- Task directions -
Reproduce the data below word for word.

[Stored data]
BEGIN

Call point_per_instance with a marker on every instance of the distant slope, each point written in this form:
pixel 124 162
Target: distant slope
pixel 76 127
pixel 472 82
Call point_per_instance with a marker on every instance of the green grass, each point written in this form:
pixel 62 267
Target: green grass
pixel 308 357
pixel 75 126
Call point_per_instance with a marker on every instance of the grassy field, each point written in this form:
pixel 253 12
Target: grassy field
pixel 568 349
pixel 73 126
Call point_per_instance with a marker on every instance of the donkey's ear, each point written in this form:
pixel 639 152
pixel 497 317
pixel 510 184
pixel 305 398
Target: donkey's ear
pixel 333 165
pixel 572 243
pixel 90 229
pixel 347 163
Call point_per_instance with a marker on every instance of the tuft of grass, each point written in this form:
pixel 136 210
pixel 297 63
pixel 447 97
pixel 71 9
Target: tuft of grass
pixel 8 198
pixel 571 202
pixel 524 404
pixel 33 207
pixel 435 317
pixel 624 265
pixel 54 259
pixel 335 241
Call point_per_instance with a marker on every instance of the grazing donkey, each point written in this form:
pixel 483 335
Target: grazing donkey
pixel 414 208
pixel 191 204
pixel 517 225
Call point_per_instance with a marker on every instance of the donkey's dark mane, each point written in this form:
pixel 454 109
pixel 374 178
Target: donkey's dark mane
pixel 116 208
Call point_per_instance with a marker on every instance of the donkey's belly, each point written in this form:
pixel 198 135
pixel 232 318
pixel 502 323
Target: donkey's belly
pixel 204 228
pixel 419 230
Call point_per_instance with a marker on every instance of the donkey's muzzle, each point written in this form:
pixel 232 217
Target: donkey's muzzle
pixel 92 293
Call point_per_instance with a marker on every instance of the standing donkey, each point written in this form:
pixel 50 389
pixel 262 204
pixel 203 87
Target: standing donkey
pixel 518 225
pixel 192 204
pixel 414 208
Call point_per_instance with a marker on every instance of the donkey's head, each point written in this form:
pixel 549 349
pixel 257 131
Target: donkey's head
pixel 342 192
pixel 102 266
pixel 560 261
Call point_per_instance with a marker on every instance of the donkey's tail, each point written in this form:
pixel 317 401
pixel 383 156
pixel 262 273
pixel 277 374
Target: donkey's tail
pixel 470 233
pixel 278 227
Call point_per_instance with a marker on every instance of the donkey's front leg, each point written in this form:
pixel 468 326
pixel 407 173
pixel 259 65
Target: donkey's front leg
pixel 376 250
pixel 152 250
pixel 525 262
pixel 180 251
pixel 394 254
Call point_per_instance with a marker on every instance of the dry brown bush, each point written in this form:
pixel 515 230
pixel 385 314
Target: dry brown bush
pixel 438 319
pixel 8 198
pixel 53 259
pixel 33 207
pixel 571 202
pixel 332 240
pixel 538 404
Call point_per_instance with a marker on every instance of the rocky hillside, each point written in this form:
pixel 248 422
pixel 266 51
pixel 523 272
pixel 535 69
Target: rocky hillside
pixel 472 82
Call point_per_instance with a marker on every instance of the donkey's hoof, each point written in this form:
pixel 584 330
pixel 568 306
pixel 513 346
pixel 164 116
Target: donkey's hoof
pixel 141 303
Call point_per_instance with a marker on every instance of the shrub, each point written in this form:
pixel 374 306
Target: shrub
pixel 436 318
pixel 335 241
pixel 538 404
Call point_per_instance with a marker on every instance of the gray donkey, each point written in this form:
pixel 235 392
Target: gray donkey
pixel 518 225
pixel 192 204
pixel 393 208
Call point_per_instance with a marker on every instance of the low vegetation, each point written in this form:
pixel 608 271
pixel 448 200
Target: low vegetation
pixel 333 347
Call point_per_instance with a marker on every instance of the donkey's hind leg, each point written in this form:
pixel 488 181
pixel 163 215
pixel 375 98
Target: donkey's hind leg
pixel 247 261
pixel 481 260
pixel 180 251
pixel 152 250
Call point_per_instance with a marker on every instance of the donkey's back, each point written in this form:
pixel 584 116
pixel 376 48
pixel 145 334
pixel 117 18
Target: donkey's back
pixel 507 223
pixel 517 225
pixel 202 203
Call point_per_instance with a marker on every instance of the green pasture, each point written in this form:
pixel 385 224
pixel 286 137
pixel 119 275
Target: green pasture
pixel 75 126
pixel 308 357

END

- Completed exercise -
Call point_per_instance with a marker on every instance of the distant slope, each point written in this form:
pixel 124 162
Target: distant slope
pixel 76 127
pixel 472 82
Call point_per_instance with a marker on every instance of the green grass, each point written in this form:
pixel 62 267
Target: green grass
pixel 308 357
pixel 75 126
Call point_per_instance with a marker on every instance of the grassy field, each point written in this form:
pixel 253 12
Target: grassy field
pixel 568 349
pixel 73 126
Call point_per_instance with a marker on every instance of the donkey's ear, each point written in this form:
pixel 639 152
pixel 497 317
pixel 510 184
pixel 305 398
Target: donkey's ear
pixel 333 165
pixel 572 243
pixel 90 229
pixel 347 163
Call point_per_instance with a marker on every instance of the tuft of grass, each point written in this form:
pixel 136 210
pixel 297 63
pixel 447 97
pixel 71 9
Target: tuft of grass
pixel 8 198
pixel 571 202
pixel 524 404
pixel 33 207
pixel 435 317
pixel 624 265
pixel 54 259
pixel 335 241
Call point_per_instance with a marker on every instance of the grazing donkey, each point written in this form:
pixel 483 335
Target: grazing donkey
pixel 414 208
pixel 191 204
pixel 517 225
Call point_per_instance with a marker on every instance of the donkey's dark mane, each point written in this form:
pixel 454 109
pixel 374 178
Target: donkey's dark mane
pixel 116 208
Call point_per_instance with a marker on every instance of the donkey's belly, each point written in this form:
pixel 198 135
pixel 232 318
pixel 502 323
Target: donkey's belly
pixel 204 228
pixel 419 230
Call point_per_instance with a marker on every instance of the donkey's muzzle, each point written in this form:
pixel 232 217
Target: donkey's muzzle
pixel 92 293
Call point_per_instance with a marker on every instance of the standing donkey, each point written in this form:
pixel 50 389
pixel 262 204
pixel 203 87
Target: standing donkey
pixel 518 225
pixel 192 204
pixel 414 208
Call point_per_instance with a marker on every instance of the donkey's head, each point written in this form:
pixel 549 349
pixel 257 131
Target: donkey's head
pixel 342 192
pixel 102 266
pixel 560 261
Call point_per_instance with a marker on every instance of the donkey's tail, each point written in this form:
pixel 317 401
pixel 383 156
pixel 262 273
pixel 277 374
Target: donkey's tail
pixel 470 233
pixel 278 227
Call point_per_instance with a marker on every instance of the donkey's front leg, each point written in this form:
pixel 468 326
pixel 407 173
pixel 259 65
Target: donkey's front leg
pixel 376 250
pixel 152 250
pixel 525 262
pixel 180 251
pixel 394 254
Call point_per_instance with a marker on every instance of the dry brown bush, each point written in this form:
pixel 515 230
pixel 385 314
Target: dry brown bush
pixel 438 319
pixel 8 198
pixel 53 259
pixel 33 207
pixel 571 202
pixel 332 240
pixel 538 404
Call point_per_instance with a marker on every instance of the rocky hillside, each point written in this form:
pixel 248 422
pixel 266 51
pixel 523 272
pixel 535 69
Target: rocky hillside
pixel 472 82
Call point_per_instance with a marker on every instance of the donkey's hoof, each point written in this form:
pixel 584 330
pixel 568 306
pixel 513 346
pixel 164 116
Target: donkey's hoof
pixel 141 303
Call point_per_instance with a marker on every instance of the shrub, each point written in this form:
pixel 374 306
Target: shrub
pixel 436 318
pixel 335 241
pixel 538 404
Call point_per_instance with a marker on every instance of the gray donkey, each point written in this form:
pixel 235 392
Target: gray donkey
pixel 518 225
pixel 192 204
pixel 393 208
Call point_per_instance with a marker on every instance of the low vegetation, each point written in this form:
pixel 608 271
pixel 448 200
Target: low vegetation
pixel 333 347
Call point_per_instance with a marker on every instance of the donkey's hind leg, each point written in this form:
pixel 488 181
pixel 163 215
pixel 375 98
Target: donkey's hind leg
pixel 247 261
pixel 481 260
pixel 180 251
pixel 152 250
Call point_per_instance with a marker on every instance of the donkey's back, each point written in this form:
pixel 584 116
pixel 376 48
pixel 145 334
pixel 117 18
Target: donkey's back
pixel 507 223
pixel 517 225
pixel 202 203
Call point_per_instance with a marker on every instance of the green pasture, each point written in this form:
pixel 385 224
pixel 286 137
pixel 119 275
Target: green pasture
pixel 75 126
pixel 308 357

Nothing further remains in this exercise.